● Text:

—————

Seeing moving dots when looking into bright blue light such as the sky is known as what?
The blue field entoptic phenomenon is an entoptic phenomenon characterized by the appearance of tiny bright dots (nicknamed blue-sky sprites) moving quickly along squiggly lines in the visual field, especially when looking into bright blue light such as the sky. The dots are short-lived, visible for a second or less, and traveling short distances along seemingly random, curvy paths.
The dots appear in the central field of view, within 15 degrees from the fixation point. The left and right eye see different dots; someone looking with both eyes sees a mixture.
The phenomenon is also known as Scheerer's phenomenon after the German ophthalmologist Richard Scheerer, who first drew clinical attention to it in 1924.
The dots are white blood cells moving in the capillaries in front of the retina of the eye.Blue light (optimal wavelength: 430 nm) is absorbed by the red blood cells that fill the capillaries. The eye and brain "edit out" the shadow lines of the capillaries, partially by dark adaptation of the photoreceptors lying beneath the capillaries. The white blood cells, which are larger than red blood cells, but much rarer and do not absorb blue light, create gaps in the blood column, and these gaps appear as bright dots. The gaps are elongated because a spherical white blood cell is too wide for the capillary. Red blood cells pile up behind the white blood cell, showing up like a dark tail.

—————

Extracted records

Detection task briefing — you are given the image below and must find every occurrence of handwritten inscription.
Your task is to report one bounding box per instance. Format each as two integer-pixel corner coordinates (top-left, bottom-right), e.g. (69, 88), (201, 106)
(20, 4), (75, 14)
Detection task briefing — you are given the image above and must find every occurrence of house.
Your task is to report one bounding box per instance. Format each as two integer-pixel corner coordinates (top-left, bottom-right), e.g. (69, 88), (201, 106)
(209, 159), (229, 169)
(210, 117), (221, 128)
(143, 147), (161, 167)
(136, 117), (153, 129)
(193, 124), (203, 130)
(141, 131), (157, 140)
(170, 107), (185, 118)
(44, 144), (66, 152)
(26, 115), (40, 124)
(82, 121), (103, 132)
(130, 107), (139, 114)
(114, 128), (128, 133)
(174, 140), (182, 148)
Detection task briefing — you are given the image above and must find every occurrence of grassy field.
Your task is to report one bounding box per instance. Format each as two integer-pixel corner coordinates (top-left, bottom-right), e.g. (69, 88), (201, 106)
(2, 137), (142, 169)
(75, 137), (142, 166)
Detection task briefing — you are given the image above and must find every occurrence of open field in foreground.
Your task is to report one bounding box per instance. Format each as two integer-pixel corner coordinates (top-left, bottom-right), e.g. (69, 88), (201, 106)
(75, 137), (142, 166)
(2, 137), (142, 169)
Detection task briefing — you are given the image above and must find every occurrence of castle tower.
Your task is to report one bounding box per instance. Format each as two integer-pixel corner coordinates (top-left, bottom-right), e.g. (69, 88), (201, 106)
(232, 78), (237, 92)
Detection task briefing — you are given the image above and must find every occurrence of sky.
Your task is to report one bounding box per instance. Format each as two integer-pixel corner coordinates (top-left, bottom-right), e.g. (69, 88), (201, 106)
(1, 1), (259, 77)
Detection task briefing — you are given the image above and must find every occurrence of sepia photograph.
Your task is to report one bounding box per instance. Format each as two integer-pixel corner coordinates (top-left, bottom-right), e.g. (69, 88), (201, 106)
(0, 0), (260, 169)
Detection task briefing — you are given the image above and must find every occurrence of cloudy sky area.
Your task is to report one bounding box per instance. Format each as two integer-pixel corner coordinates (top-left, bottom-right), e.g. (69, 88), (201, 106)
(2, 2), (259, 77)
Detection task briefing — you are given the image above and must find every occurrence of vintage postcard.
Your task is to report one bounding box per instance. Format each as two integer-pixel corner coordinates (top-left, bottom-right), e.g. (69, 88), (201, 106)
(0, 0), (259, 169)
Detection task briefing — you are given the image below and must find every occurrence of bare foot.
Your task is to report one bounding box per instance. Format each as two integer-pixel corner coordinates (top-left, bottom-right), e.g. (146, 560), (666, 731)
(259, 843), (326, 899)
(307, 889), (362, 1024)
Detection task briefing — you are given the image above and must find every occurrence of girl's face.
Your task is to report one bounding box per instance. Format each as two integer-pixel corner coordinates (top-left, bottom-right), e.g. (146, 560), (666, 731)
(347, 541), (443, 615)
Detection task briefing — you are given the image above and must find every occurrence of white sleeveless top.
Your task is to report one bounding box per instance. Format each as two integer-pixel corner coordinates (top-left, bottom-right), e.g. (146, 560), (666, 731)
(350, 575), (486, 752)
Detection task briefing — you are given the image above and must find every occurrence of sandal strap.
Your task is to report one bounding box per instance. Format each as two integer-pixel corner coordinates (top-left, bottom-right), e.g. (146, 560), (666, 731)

—————

● Try it:
List every number written in digits in the text on the blue field entoptic phenomenon, and say what each one refers to.

● Solved problem:
- 15: the dots appear within 15 degrees of the fixation point.
- 1924: the year Richard Scheerer first drew clinical attention to the phenomenon.
- 430: the optimal wavelength of the blue light, 430 nm.